**Input data**

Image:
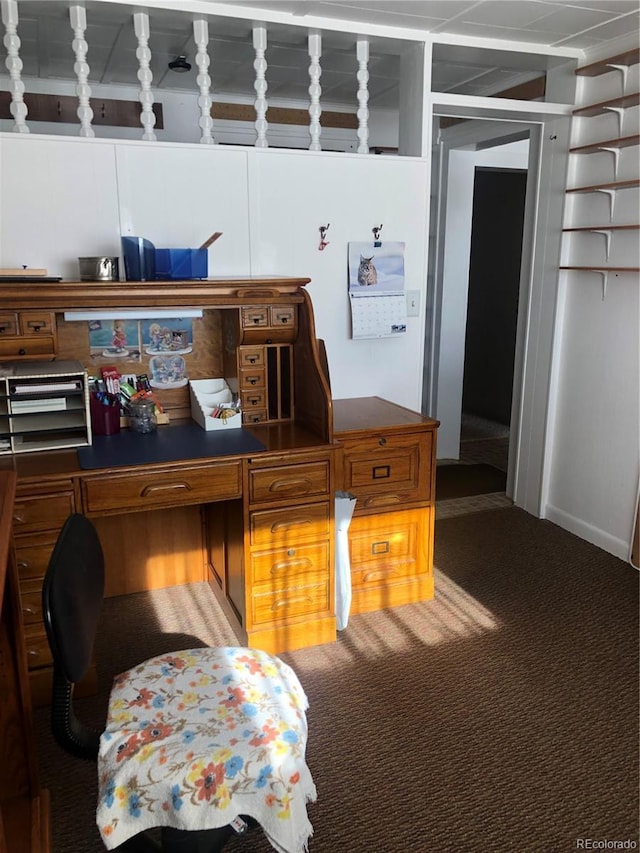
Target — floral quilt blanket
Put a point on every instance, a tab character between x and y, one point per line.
195	738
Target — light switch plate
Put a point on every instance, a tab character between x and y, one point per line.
413	303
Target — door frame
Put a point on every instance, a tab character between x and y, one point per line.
530	438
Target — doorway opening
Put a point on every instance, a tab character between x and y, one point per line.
483	178
492	313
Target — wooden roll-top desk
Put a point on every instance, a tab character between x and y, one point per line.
258	526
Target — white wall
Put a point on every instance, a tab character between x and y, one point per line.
457	236
292	194
593	478
60	199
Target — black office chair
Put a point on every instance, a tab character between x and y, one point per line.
72	598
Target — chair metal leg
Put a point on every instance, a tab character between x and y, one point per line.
195	841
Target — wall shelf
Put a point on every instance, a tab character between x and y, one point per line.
603	228
595	147
601	108
613	186
603	269
603	66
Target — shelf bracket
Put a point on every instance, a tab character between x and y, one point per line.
606	233
605	281
616	159
624	70
612	199
619	111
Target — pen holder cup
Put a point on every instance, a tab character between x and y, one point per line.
105	419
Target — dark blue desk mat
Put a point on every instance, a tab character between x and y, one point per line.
167	444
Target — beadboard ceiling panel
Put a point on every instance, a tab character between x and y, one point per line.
46	37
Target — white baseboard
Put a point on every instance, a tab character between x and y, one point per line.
611	544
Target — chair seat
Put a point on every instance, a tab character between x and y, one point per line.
197	737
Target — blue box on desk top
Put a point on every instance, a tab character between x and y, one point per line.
144	262
182	263
139	259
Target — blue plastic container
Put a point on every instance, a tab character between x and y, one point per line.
182	263
139	259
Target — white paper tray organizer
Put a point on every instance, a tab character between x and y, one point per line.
211	399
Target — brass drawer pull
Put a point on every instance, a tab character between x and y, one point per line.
283	602
380	472
164	487
379	575
302	483
382	500
287	525
291	564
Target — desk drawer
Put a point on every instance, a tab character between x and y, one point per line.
253	400
278	527
37	323
32	560
386	548
31	601
281	566
8	324
27	346
268	605
250	357
387	470
37	646
182	486
288	482
42	512
252	377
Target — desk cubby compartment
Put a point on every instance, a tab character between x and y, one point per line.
207	395
43	406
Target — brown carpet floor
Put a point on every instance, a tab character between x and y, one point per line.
502	716
461	481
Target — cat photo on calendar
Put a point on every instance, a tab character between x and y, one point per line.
376	269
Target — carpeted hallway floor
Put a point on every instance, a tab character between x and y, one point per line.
502	716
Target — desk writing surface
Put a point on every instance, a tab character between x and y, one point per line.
167	444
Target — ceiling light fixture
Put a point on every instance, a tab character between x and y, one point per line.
180	64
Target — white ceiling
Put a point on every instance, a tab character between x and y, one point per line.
46	37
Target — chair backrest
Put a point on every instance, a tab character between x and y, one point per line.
72	596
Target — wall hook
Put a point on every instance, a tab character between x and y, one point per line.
323	233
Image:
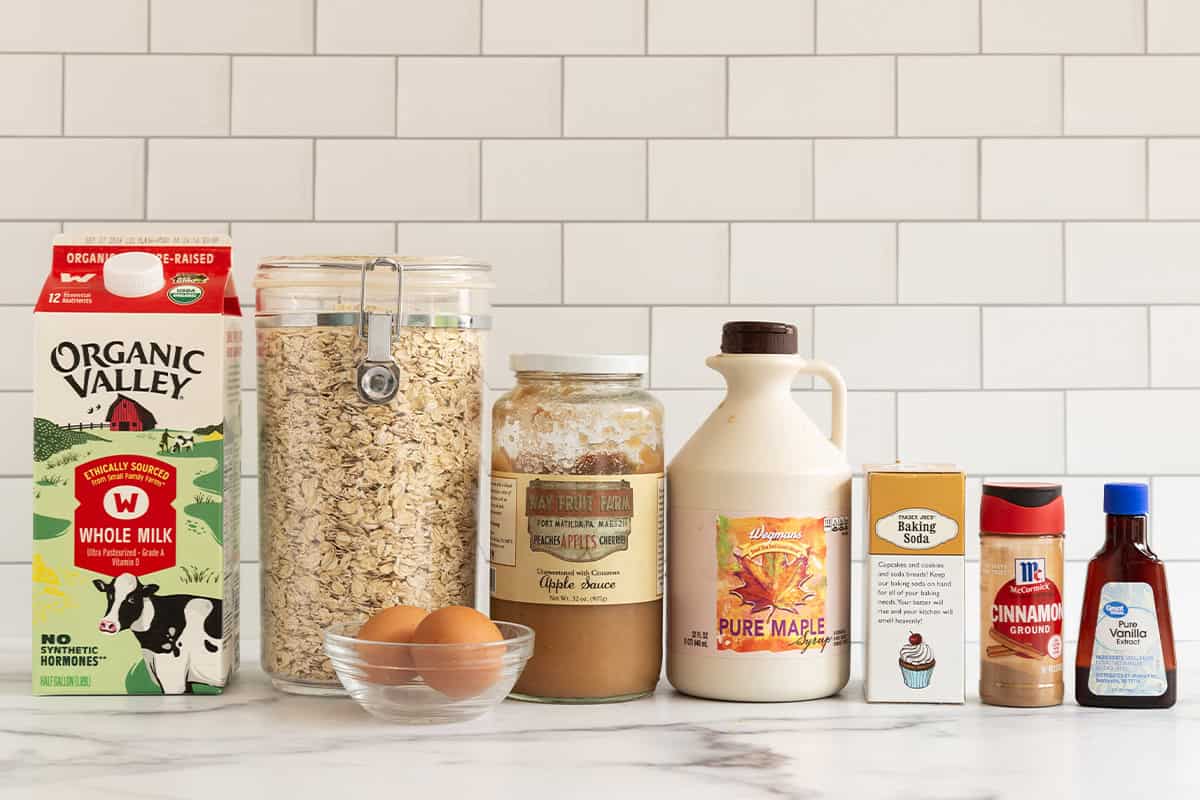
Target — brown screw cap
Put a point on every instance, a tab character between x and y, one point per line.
745	337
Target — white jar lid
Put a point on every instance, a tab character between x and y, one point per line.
580	364
133	274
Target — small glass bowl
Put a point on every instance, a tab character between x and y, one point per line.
427	684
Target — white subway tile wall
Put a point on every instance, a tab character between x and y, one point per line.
983	211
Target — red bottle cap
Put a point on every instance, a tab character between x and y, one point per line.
1024	509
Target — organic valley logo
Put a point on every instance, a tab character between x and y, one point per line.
118	366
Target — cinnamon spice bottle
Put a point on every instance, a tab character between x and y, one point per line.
1020	576
1126	657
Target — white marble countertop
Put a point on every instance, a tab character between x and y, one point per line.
255	741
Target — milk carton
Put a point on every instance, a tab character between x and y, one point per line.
136	467
916	594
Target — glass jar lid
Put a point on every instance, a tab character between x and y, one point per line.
331	290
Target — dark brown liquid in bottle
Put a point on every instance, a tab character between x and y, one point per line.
1125	558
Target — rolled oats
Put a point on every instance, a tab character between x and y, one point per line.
363	506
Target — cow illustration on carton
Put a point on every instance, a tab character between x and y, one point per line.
136	452
180	635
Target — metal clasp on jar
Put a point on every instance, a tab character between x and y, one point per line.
378	377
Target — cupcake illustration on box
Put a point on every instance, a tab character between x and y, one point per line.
917	662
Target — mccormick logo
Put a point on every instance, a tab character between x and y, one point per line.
1030	571
118	366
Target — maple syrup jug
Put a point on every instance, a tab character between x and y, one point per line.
759	534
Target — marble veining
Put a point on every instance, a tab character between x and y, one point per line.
255	741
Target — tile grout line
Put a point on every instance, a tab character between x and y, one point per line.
1066	433
646	179
63	94
979	179
895	246
729	263
979	26
982	385
708	54
727	92
1145	199
1150	347
1062	95
229	100
1062	262
895	96
145	179
816	5
1145	26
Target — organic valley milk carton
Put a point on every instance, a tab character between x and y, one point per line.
136	426
916	597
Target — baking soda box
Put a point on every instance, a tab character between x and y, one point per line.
916	583
136	467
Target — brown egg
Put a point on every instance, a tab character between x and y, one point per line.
451	671
390	666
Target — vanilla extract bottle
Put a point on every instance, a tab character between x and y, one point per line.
1126	657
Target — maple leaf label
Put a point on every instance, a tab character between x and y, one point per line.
771	583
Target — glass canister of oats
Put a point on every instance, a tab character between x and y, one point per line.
370	401
576	525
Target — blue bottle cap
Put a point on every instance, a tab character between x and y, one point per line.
1127	499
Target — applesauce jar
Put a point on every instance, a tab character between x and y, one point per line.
576	525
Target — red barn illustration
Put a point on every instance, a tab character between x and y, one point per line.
126	414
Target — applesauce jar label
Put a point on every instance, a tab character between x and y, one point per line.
576	540
1127	655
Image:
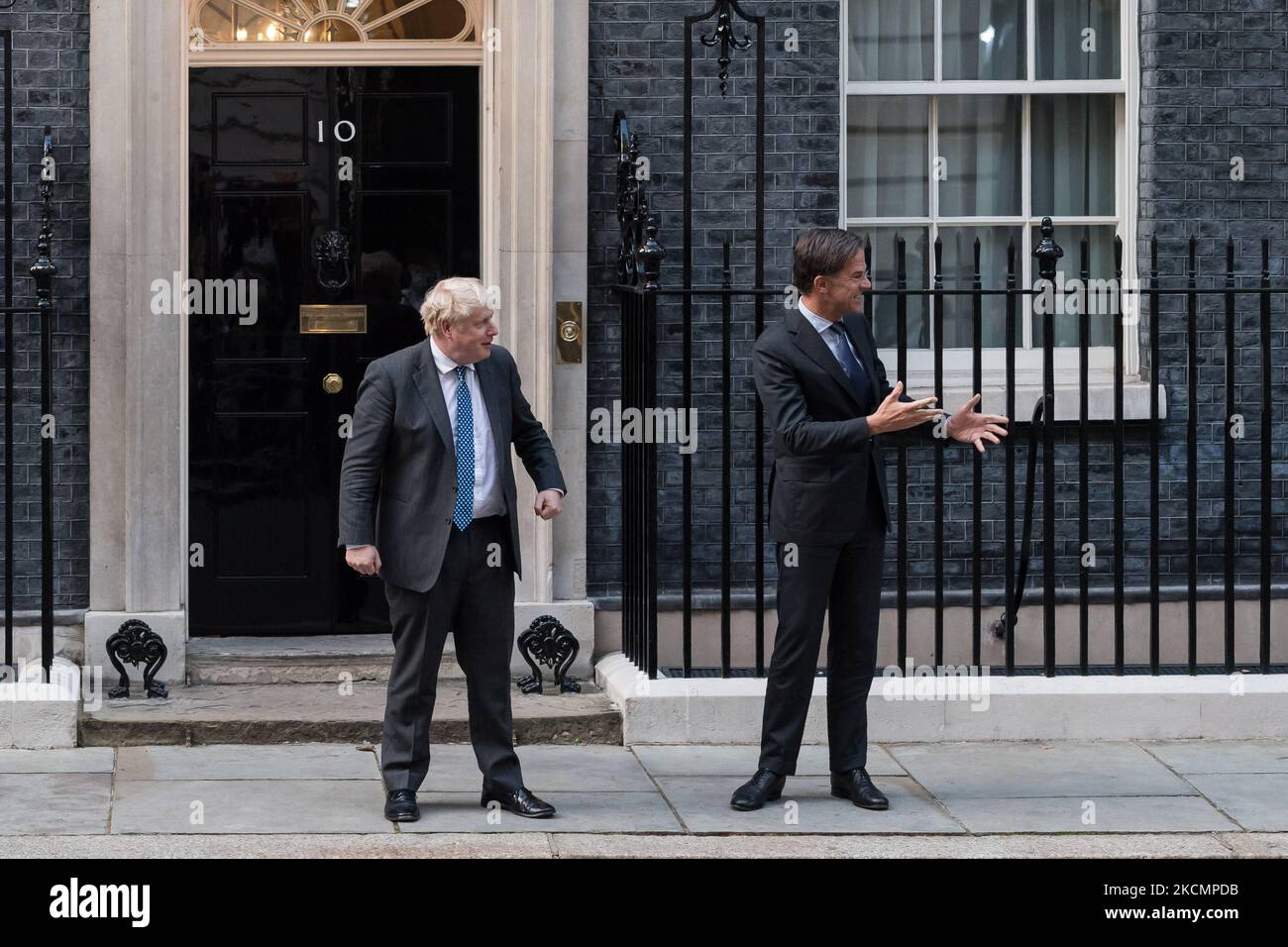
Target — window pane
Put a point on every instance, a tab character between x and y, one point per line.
884	274
892	40
888	161
960	274
979	138
1102	299
1077	39
984	39
1073	157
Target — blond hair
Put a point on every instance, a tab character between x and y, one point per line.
451	302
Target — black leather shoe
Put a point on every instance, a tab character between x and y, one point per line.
765	787
855	787
520	801
400	805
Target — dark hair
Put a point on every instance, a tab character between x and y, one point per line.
820	252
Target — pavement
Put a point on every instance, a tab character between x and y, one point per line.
1116	799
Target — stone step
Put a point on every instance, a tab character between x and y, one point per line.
317	712
316	660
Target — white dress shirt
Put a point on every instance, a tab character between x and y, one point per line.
488	500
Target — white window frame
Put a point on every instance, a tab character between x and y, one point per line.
1028	360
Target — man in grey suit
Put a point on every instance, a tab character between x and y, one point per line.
827	398
428	501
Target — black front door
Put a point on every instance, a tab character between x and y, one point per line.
348	192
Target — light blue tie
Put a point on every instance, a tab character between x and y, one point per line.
464	512
851	367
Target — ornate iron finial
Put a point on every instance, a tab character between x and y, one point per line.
639	256
651	254
548	642
724	37
1047	252
43	270
136	642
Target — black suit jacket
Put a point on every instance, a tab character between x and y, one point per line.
823	455
398	476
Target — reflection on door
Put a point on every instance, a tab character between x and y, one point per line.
343	193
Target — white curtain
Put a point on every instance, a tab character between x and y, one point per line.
892	40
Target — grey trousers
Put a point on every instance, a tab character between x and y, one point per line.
475	599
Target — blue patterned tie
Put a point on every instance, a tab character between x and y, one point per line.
851	367
464	512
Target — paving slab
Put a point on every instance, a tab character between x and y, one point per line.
452	768
889	847
1111	814
237	762
1257	844
76	759
739	762
54	802
576	812
1258	801
583	845
317	845
806	806
1033	770
249	805
1223	755
314	712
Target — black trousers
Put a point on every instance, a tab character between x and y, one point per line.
473	599
845	581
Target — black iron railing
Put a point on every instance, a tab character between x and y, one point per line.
639	292
43	272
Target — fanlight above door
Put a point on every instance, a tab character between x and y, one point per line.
232	22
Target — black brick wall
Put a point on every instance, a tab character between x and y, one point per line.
51	86
1215	84
636	64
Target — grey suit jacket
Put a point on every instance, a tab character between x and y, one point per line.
398	476
823	455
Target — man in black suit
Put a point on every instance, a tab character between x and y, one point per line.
827	398
428	501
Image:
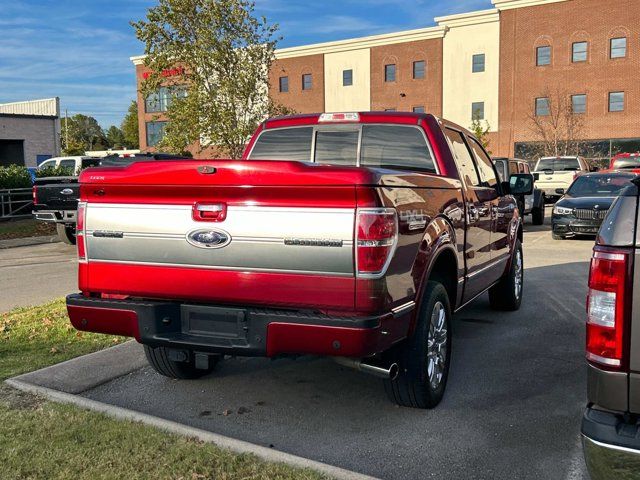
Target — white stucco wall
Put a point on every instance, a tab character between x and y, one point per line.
468	35
356	97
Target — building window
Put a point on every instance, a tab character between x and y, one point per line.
579	103
478	63
284	84
155	132
307	81
542	107
616	101
347	78
579	52
618	47
543	56
477	111
390	73
160	101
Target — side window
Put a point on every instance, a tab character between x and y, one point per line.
293	144
464	161
47	164
487	172
395	146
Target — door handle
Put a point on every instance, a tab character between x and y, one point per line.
209	212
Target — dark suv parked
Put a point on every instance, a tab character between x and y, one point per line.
611	423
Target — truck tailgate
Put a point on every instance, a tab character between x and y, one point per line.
281	241
58	193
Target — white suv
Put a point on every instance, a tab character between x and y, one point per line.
558	173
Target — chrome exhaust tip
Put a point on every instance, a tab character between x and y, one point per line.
390	373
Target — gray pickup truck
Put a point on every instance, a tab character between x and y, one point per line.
611	423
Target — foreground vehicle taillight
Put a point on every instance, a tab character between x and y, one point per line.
80	235
607	309
376	238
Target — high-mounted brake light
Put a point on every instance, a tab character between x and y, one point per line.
376	239
339	117
80	232
606	307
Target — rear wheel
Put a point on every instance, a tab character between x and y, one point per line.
163	362
507	293
425	357
67	234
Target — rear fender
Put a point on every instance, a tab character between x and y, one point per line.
439	239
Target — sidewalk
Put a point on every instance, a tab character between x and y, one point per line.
28	241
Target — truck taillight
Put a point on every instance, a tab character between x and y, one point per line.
607	309
376	238
80	235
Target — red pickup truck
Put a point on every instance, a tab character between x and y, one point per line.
354	236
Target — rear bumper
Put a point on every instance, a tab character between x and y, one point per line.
55	216
238	330
611	446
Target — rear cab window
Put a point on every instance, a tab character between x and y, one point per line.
558	164
368	145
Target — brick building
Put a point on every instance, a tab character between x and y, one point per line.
501	65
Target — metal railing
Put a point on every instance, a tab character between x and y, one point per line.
15	203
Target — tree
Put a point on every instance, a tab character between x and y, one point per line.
481	131
115	137
129	127
221	54
81	133
561	131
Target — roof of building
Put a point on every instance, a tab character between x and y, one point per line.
46	107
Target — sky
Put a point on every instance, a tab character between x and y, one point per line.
79	50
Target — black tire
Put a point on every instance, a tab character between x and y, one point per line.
413	387
159	359
507	293
537	214
66	234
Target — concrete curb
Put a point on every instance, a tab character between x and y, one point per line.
28	241
237	446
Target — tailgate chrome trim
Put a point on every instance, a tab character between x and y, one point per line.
214	267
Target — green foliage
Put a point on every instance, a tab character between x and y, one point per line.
80	133
481	132
221	53
129	127
14	176
58	171
115	137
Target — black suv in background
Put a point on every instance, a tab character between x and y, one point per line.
611	423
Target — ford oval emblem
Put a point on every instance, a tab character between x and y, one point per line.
208	238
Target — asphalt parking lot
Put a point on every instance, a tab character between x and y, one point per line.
512	408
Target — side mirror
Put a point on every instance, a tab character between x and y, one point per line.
521	184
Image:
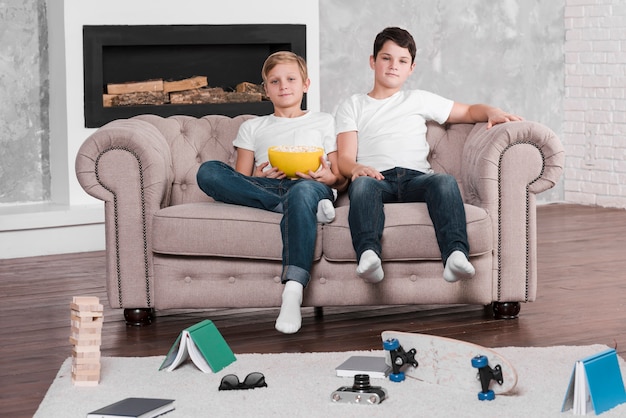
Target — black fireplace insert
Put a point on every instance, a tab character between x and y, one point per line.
226	54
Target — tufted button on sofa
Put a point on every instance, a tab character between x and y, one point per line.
169	246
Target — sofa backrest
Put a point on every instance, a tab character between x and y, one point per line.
195	140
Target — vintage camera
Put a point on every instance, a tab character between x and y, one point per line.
360	392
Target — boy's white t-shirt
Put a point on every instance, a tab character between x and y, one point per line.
392	131
312	128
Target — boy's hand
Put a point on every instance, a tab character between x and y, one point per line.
323	174
497	116
272	173
361	170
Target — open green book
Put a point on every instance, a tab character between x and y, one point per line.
204	345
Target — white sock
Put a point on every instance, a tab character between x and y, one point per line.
370	267
289	320
458	267
325	211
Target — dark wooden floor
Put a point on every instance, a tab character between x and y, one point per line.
581	300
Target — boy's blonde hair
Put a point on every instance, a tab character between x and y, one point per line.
284	57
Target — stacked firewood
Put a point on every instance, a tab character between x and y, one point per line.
194	90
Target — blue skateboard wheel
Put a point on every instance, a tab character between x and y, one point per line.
486	396
396	377
391	344
480	361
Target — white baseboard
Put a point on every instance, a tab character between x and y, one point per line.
47	229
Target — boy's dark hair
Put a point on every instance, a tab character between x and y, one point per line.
399	36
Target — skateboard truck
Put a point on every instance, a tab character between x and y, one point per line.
487	374
361	392
399	358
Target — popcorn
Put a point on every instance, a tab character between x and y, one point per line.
296	148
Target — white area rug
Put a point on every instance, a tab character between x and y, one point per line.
300	385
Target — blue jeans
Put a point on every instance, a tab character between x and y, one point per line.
439	191
296	199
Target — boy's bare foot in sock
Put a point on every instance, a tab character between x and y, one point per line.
458	267
325	211
370	268
289	320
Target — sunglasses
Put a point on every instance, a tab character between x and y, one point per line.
252	381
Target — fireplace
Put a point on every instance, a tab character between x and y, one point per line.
226	54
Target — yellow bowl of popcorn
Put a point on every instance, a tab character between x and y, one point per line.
295	158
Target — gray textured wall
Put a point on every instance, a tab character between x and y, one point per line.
507	53
24	131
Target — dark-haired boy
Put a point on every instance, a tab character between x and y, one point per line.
382	147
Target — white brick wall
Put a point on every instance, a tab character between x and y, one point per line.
594	128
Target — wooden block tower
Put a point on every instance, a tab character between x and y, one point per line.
86	337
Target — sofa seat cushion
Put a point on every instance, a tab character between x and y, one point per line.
220	230
408	235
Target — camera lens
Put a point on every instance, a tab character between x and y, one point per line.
361	382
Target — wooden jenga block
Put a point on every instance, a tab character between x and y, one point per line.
86	319
84	323
80	341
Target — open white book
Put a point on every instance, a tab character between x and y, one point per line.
204	344
596	384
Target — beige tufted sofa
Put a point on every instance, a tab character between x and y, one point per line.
169	246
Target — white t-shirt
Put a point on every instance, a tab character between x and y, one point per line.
392	131
312	128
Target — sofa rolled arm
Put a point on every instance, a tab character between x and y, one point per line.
502	171
488	152
127	164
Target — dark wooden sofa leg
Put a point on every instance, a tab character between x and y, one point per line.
318	312
139	316
505	310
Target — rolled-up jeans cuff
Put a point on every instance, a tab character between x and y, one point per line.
295	273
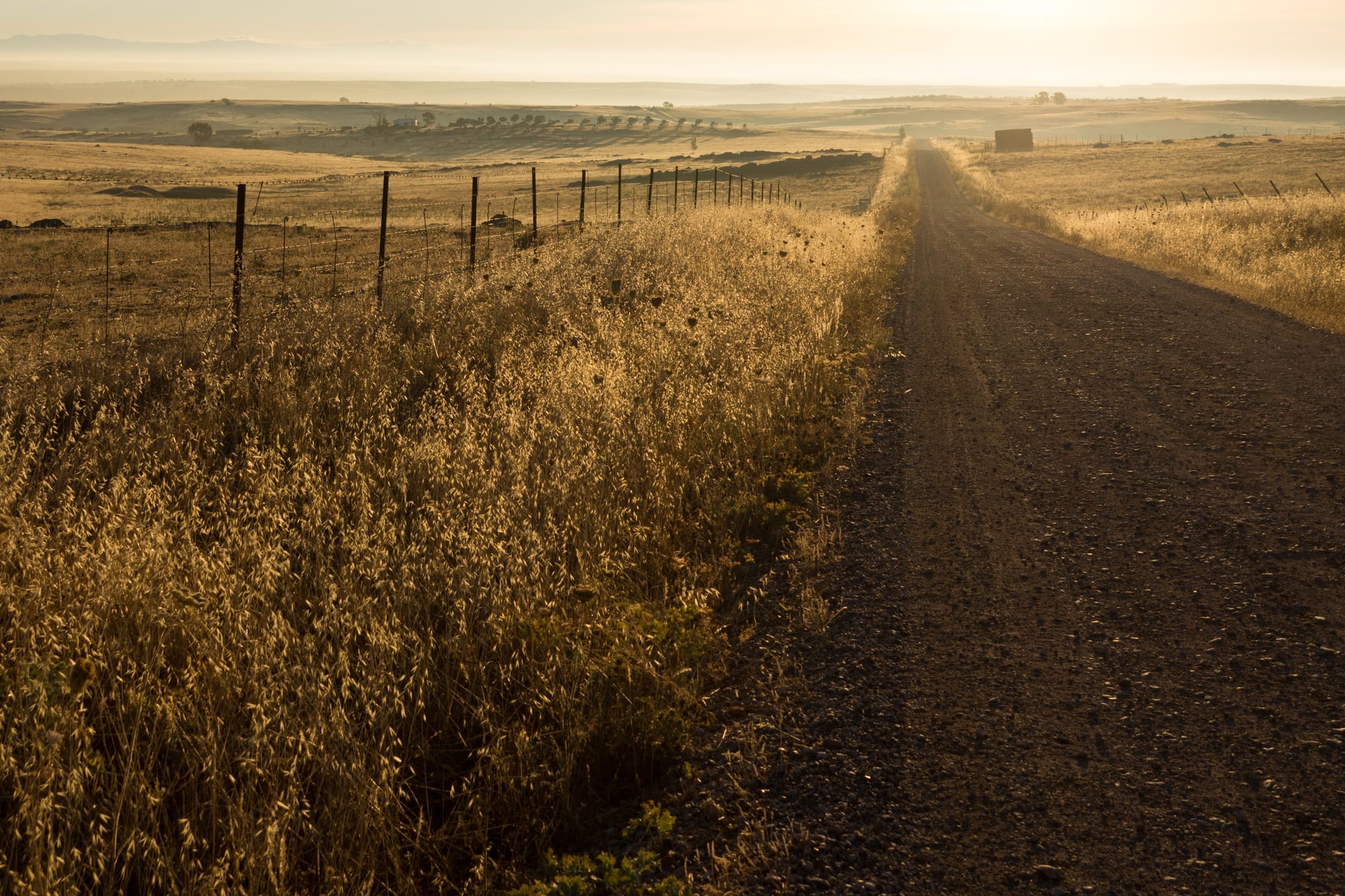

**What needs to be done**
If a line falls between the first line of the records above and the line containing "Target — wooden roll-top desk", inclusive, retype it exactly; leave pictures out.

**Exercise result**
Image:
Target — floral quilt blanket
Put a point on every instance, a tab character between x and y, one point per line.
195	738
Target — light switch plate
Put a point on every instance, a tab character between x and y, one point per line.
413	303
Target — door frame
Put a point on every instance, a tab character between x and y, one point per line.
530	438
Target — doorway opening
Put a point on every instance, a tab character between x and y, one point per line.
483	178
492	313
Target — wooden roll-top desk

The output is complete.